- WRITTEN REQUEST 1 -
In the post on finding the most frequent array items, what does tracking each item's count in an object inside a sortable array save you from having to use?
- WRITTEN REQUEST 2 -
Retype the stretch of the post on finding the most frequent array items from "Thanks for sharing" through "and worth sharing.".

- DOCUMENT SECTION -
Thanks for sharing this!

I recently got this question during an interview, and my initial solution worked - but was "sub-optimal".

Below is my "refactored" version. It keeps track of the item's count in an object in a sortable array, which saves you from having to use Object.entries.

A minor speedup, but I thought it was clever and worth sharing.

//
// NOVEL Function to return the {{k}} most frequent items
// in a javascript array (of strings or numbers) by SIMULTANEOUSLY
// tracking count in a "lookup" object ** AND ** a sortable "output"
// array
//
// Arguments:
// - items: an array of strings or numbers [1,3,500,2,1,3]
// - k: the number of results you want returned
//
// Returns:
// - an array of the top {{k}} most frequent items  
//

//
// ALGORITHM APPROACH:
//
// 1.) Create an "output" ary like this: []
// 
// 2.) Create a "lookup" object like this: {}
// 
// 3.) Iterate over the array of items.
// 
//     3a.)   If the item does not exist in our "lookup" object
//            create the following object in the "lookup" object with {{item}} as key
//            {id: item, count: 0}
//
//            *** CRITICAL *** PUSH the object you just created into our "output" array
//            by setting reference to the object in the "lookup" object
//
//      3b.)  When you update the count-attribute of the object in the "lookup" object,
//            it AUTOMAGICALLY updates in the "output" array!

(Some records)
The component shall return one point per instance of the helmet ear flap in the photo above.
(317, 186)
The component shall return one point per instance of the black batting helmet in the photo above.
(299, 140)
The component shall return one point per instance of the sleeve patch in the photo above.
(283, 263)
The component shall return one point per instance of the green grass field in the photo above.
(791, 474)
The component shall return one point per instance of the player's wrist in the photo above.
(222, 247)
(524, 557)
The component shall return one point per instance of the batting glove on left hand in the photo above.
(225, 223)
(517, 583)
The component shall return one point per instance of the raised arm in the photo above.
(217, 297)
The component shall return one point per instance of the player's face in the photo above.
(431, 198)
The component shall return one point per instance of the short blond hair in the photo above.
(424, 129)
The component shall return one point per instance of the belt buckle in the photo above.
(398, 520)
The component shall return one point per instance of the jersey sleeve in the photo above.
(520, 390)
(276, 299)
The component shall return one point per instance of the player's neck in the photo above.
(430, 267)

- RESULT 1 -
Object.entries

- RESULT 2 -
Thanks for sharing this!

I recently got this question during an interview, and my initial solution worked - but was "sub-optimal".

Below is my "refactored" version. It keeps track of the item's count in an object in a sortable array, which saves you from having to use Object.entries.

A minor speedup, but I thought it was clever and worth sharing.